What this task involves: Can you copy the records word for word, starting from the very beginning and ending after the line that contains "positive clicks: (22, 295)"? Leave the pictures out of your answer.

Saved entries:
*** Block opens ***

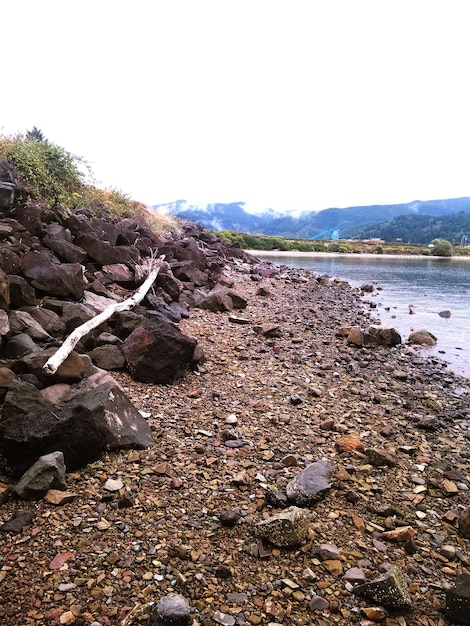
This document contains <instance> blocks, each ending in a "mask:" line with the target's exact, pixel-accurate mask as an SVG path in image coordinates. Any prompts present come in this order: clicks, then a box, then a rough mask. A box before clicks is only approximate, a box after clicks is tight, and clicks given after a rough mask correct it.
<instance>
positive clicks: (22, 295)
mask: <svg viewBox="0 0 470 626" xmlns="http://www.w3.org/2000/svg"><path fill="white" fill-rule="evenodd" d="M30 208H31V210H30V211H29V212H22V211H21V210H19V211H18V212H17V213H15V214H8V215H5V216H4V218H3V220H0V232H1V233H3V234H2V237H3V239H2V240H1V242H0V251H1V258H2V259H3V260H4V263H3V265H2V268H3V272H4V275H5V277H4V279H3V280H2V284H3V288H2V290H1V294H2V296H1V297H2V302H3V305H2V307H1V311H3V314H2V318H1V320H0V321H1V324H0V327H1V328H3V330H4V332H3V334H2V337H3V339H2V345H1V350H2V357H3V363H2V367H1V368H0V387H1V389H2V390H3V392H2V416H1V419H0V440H1V441H2V442H3V443H2V444H1V445H2V454H3V457H4V463H5V467H6V468H7V469H9V471H10V472H11V474H12V475H13V476H14V477H18V478H19V477H20V475H21V474H22V473H23V472H26V473H25V475H23V477H22V479H21V480H20V481H19V482H18V481H17V482H16V483H15V484H12V481H11V479H9V478H8V477H7V478H4V479H3V480H2V483H1V484H0V503H1V508H0V515H1V526H0V531H1V532H0V583H2V591H1V592H0V622H1V623H2V625H3V624H5V626H17V625H18V624H24V625H25V626H33V624H34V625H35V626H56V625H61V624H65V625H67V624H71V625H73V626H99V625H103V626H136V625H137V624H147V625H148V626H150V625H151V624H152V625H157V624H158V625H159V626H166V625H167V624H172V623H182V624H194V625H195V624H201V625H204V626H214V625H215V624H222V625H228V626H249V625H256V624H266V625H269V626H278V625H279V624H284V625H286V626H287V625H294V624H295V625H296V626H308V625H310V624H316V625H318V626H330V625H331V624H338V625H339V626H350V625H351V624H360V625H361V626H372V625H373V624H374V623H376V624H381V625H382V626H444V625H447V624H450V623H451V621H452V622H456V623H462V624H466V623H468V611H467V607H468V598H469V596H470V593H469V577H468V571H469V568H470V553H469V544H468V541H469V539H468V538H469V535H470V533H469V519H470V517H469V511H470V508H469V507H470V501H469V494H470V489H469V487H470V475H469V471H468V467H469V465H468V459H469V453H468V429H469V425H470V414H469V407H470V384H469V381H468V380H466V379H459V378H458V377H455V376H453V375H451V374H450V373H449V372H447V371H446V370H445V367H444V366H443V364H441V363H439V362H436V361H432V360H428V361H422V360H420V359H419V358H418V357H417V356H416V354H415V353H414V352H413V351H412V350H411V349H410V348H409V347H408V346H407V345H405V344H403V343H401V342H399V341H398V340H397V337H396V336H395V335H394V334H393V333H391V332H389V331H388V330H387V331H385V332H384V333H379V334H378V335H377V333H376V331H375V330H373V331H369V329H370V328H371V327H373V326H374V324H373V323H372V322H373V320H370V319H369V316H368V315H367V314H366V313H365V310H364V307H362V305H361V300H360V291H355V290H353V289H351V288H350V287H349V286H348V285H347V284H345V283H343V282H341V281H337V280H334V279H331V278H329V277H326V276H317V275H315V274H312V273H309V272H306V271H303V270H292V269H289V268H287V267H281V268H277V267H274V266H270V265H268V264H263V263H259V262H257V261H256V259H253V258H251V257H250V258H249V257H247V256H245V255H244V253H243V252H242V251H241V250H239V249H237V248H226V247H224V246H222V244H221V243H220V242H219V241H218V240H217V239H216V238H215V237H213V236H212V235H210V234H208V233H205V232H204V231H202V230H201V229H199V228H197V227H194V226H188V227H187V229H186V230H185V231H184V232H183V234H182V235H181V237H179V238H173V239H168V240H160V239H158V240H157V239H156V238H155V235H153V234H152V233H151V231H149V230H148V229H147V228H146V226H145V225H144V224H143V223H140V222H139V221H138V220H124V223H121V222H122V221H120V220H109V219H108V218H106V216H103V217H102V218H97V217H96V216H95V217H92V216H83V215H81V214H80V213H78V214H77V215H74V216H62V215H56V214H52V213H51V212H46V213H44V211H41V210H35V208H34V207H30ZM20 218H21V219H20ZM78 222H80V224H81V225H82V226H83V228H82V227H80V229H79V228H75V225H76V224H77V223H78ZM47 233H49V237H47ZM69 233H70V234H69ZM44 240H45V241H46V242H49V247H47V246H46V245H45V242H44ZM97 240H99V241H101V242H102V245H101V247H100V246H99V245H98V242H97ZM58 243H60V246H59V245H58ZM106 243H108V244H109V245H104V244H106ZM52 246H54V249H52ZM77 248H78V250H77ZM149 248H150V249H151V250H154V251H156V253H157V254H158V255H161V254H165V258H166V261H167V263H168V265H167V266H164V267H163V269H162V271H161V272H160V273H159V275H158V279H157V282H156V285H155V288H154V290H153V292H151V293H150V292H149V294H148V296H147V297H146V299H145V300H144V301H143V302H142V304H141V305H139V306H138V307H137V309H135V310H133V311H129V312H127V313H126V314H119V315H116V317H115V318H111V319H110V320H109V322H107V323H106V324H105V325H104V327H103V328H99V329H96V332H93V333H92V334H91V336H89V337H84V338H83V340H82V341H81V342H80V345H78V346H77V348H76V350H75V352H73V353H72V354H71V355H70V357H69V359H70V360H69V359H68V360H67V361H66V362H64V363H63V365H62V366H61V367H60V368H59V370H58V371H57V373H56V374H54V376H53V377H49V376H48V375H47V374H46V373H45V372H44V370H43V365H44V363H45V361H46V360H47V358H48V357H49V356H50V355H51V353H53V352H54V351H55V350H56V349H57V346H58V344H59V343H61V342H62V340H63V337H64V335H65V334H67V333H69V332H70V331H71V330H72V329H74V328H76V326H77V325H78V324H80V323H82V322H83V321H86V320H87V319H89V318H90V315H93V314H94V312H95V311H97V310H101V309H102V307H103V306H106V304H107V303H108V302H109V301H112V302H115V301H116V300H117V299H124V298H126V297H127V296H128V295H129V293H131V292H133V290H135V289H136V288H137V287H138V285H139V284H140V281H141V277H139V276H137V275H136V273H137V274H138V270H137V268H138V267H140V265H141V260H142V259H145V258H147V257H148V254H149ZM36 252H37V253H38V255H39V256H36V257H34V258H37V259H39V260H40V261H39V262H38V266H36V265H35V264H34V263H31V261H30V260H29V261H28V260H27V261H26V263H25V264H24V259H25V258H26V257H28V255H34V254H35V253H36ZM65 255H67V258H66V256H65ZM8 259H9V261H8ZM44 259H46V260H49V261H48V262H47V263H45V262H44ZM7 261H8V262H7ZM76 266H79V267H80V268H84V269H81V271H80V272H79V271H78V267H76ZM37 267H40V268H42V269H41V271H37ZM24 268H26V271H25V270H24ZM51 268H52V269H51ZM59 268H62V269H59ZM46 280H47V281H49V282H46ZM46 284H48V285H50V288H51V290H53V291H54V290H55V291H54V293H49V292H46V291H44V289H45V287H46ZM48 288H49V287H48ZM201 305H202V306H201ZM90 309H91V310H90ZM233 309H240V310H243V313H238V312H236V313H234V312H233ZM26 313H27V314H28V315H29V316H30V317H28V316H26V315H25V314H26ZM33 321H34V323H33ZM166 326H168V328H169V329H171V331H169V334H170V333H173V332H176V333H181V335H182V336H184V337H186V338H188V340H187V341H184V342H183V345H184V346H185V348H184V350H183V356H182V357H178V361H177V363H178V365H177V366H176V368H175V373H174V376H170V377H169V378H168V380H163V381H162V382H163V384H158V385H157V384H155V382H156V380H157V379H158V378H149V377H151V376H152V377H153V376H155V377H158V376H160V375H161V374H162V372H163V374H164V375H165V372H166V370H167V368H168V369H170V365H169V364H167V365H165V367H163V368H162V367H161V366H159V364H160V365H161V361H163V360H164V359H165V358H166V357H167V353H168V352H169V351H170V347H169V346H170V345H173V344H174V343H177V341H175V336H174V335H171V337H170V339H169V340H168V343H167V344H165V343H164V341H165V339H164V338H161V339H159V340H158V341H155V340H154V333H157V332H160V330H161V328H163V327H166ZM175 329H176V330H175ZM340 329H349V330H348V332H347V333H346V331H345V330H343V331H342V332H340ZM351 329H356V330H357V331H358V332H357V333H356V331H355V333H354V334H355V335H356V337H359V338H361V337H362V339H361V341H360V342H356V341H350V340H349V339H348V337H349V335H350V332H351ZM133 333H136V334H135V335H134V337H132V336H133ZM181 335H179V334H178V337H179V338H181ZM364 337H367V338H366V339H365V341H364ZM131 338H132V339H131ZM350 339H352V335H351V337H350ZM161 344H162V345H165V346H166V347H165V349H164V350H163V351H161V352H158V349H159V346H160V345H161ZM147 347H149V349H148V352H147V353H146V350H147ZM152 354H158V358H154V359H152V356H151V355H152ZM140 357H142V358H140ZM107 358H109V361H108V362H107V361H106V359H107ZM154 361H155V362H154ZM111 364H112V365H111ZM196 364H197V365H196ZM109 371H112V377H111V376H110V374H109ZM170 379H171V380H172V381H173V382H172V384H169V381H170ZM149 380H151V382H148V381H149ZM78 439H79V440H81V441H82V442H83V445H82V446H81V447H80V446H77V445H76V441H77V440H78ZM36 440H39V441H42V442H43V443H45V444H47V445H44V446H43V447H37V448H34V447H33V443H34V442H35V441H36ZM39 457H42V458H41V461H40V463H39V464H38V465H36V461H37V460H38V458H39ZM93 459H96V460H93ZM83 464H85V466H84V465H83ZM64 466H65V467H66V468H67V470H68V473H67V474H66V476H65V477H64ZM71 468H72V469H71ZM15 479H16V478H15ZM46 489H47V492H46V495H45V496H43V494H44V491H45V490H46ZM31 496H32V497H34V498H35V499H34V500H33V501H30V500H26V501H22V500H21V499H20V498H30V497H31ZM38 498H40V499H38Z"/></svg>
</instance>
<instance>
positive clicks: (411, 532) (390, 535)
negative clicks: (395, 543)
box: [382, 526, 415, 542]
mask: <svg viewBox="0 0 470 626" xmlns="http://www.w3.org/2000/svg"><path fill="white" fill-rule="evenodd" d="M414 536H415V531H414V530H413V528H412V527H411V526H400V527H399V528H394V529H393V530H387V531H386V532H384V533H382V538H383V539H385V540H387V541H396V542H401V541H408V539H411V538H412V537H414Z"/></svg>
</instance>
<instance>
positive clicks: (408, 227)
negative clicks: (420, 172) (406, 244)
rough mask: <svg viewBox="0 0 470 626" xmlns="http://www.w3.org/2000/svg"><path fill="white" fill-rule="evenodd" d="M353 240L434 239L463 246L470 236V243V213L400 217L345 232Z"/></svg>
mask: <svg viewBox="0 0 470 626" xmlns="http://www.w3.org/2000/svg"><path fill="white" fill-rule="evenodd" d="M342 235H343V237H345V238H351V239H376V238H377V239H383V240H384V241H396V240H397V239H398V240H402V241H403V242H405V243H418V244H429V243H431V242H432V241H433V240H434V239H446V240H448V241H450V242H451V243H452V244H454V245H460V243H461V241H462V238H465V237H467V238H468V241H467V243H470V213H466V212H464V211H461V212H459V213H453V214H451V215H441V216H433V215H418V214H409V215H400V216H399V217H395V218H394V219H393V220H390V221H389V222H381V223H374V224H369V225H362V226H360V227H353V228H349V229H348V230H347V231H343V233H342Z"/></svg>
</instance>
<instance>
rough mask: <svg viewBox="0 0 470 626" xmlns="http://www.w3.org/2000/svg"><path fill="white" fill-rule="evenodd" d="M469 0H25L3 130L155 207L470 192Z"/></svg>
mask: <svg viewBox="0 0 470 626" xmlns="http://www.w3.org/2000/svg"><path fill="white" fill-rule="evenodd" d="M467 15H468V1H467V0H133V2H128V1H126V2H123V1H121V0H79V1H78V0H67V1H66V2H65V1H64V0H40V1H38V0H15V2H9V3H5V6H3V7H2V36H1V43H2V58H3V63H2V79H1V81H2V87H1V88H0V93H1V94H2V95H1V97H0V133H1V134H6V135H9V134H13V133H16V132H22V133H23V132H25V131H27V130H29V129H31V128H32V127H33V126H36V127H38V128H39V129H40V130H41V131H42V132H43V134H44V135H45V136H46V137H47V138H48V140H50V141H52V142H53V143H55V144H57V145H59V146H61V147H63V148H65V149H66V150H67V151H69V152H71V153H72V154H75V155H78V156H80V157H83V158H84V159H85V160H86V161H87V162H88V163H89V164H90V166H91V168H92V171H93V173H94V177H95V180H96V182H97V184H98V185H99V186H101V187H104V188H113V189H119V190H120V191H122V192H124V193H126V194H128V195H129V196H131V197H132V198H133V199H135V200H139V201H141V202H144V203H146V204H148V205H154V204H162V203H167V202H172V201H174V200H177V199H185V200H187V201H188V202H191V203H199V204H201V203H213V202H237V201H243V202H246V203H247V204H246V206H247V208H251V209H255V210H257V209H264V208H272V209H274V210H276V211H292V212H300V211H319V210H322V209H325V208H329V207H346V206H356V205H369V204H391V203H401V202H410V201H413V200H418V199H419V200H430V199H442V198H456V197H462V196H470V87H469V84H468V80H469V69H468V63H469V59H470V37H468V18H467Z"/></svg>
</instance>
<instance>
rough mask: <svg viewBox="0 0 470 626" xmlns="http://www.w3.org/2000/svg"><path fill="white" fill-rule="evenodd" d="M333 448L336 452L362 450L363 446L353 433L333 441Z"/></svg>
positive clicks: (357, 437)
mask: <svg viewBox="0 0 470 626" xmlns="http://www.w3.org/2000/svg"><path fill="white" fill-rule="evenodd" d="M335 448H336V449H337V450H338V452H353V451H358V452H363V451H364V449H365V446H364V444H363V443H362V441H361V440H360V439H359V438H358V437H355V436H354V435H346V436H345V437H341V439H339V440H338V441H336V442H335Z"/></svg>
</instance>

*** Block closes ***

Solution to the problem:
This document contains <instance> blocks, each ending in a "mask:" line with the target's exact, pixel-accurate mask as an SVG path in image coordinates. Any prompts present come in this order: clicks, then a box, then a rough mask. A box before clicks is only approximate, a box after clicks is tight, and clicks given after a rough mask correct it.
<instance>
positive clicks: (22, 295)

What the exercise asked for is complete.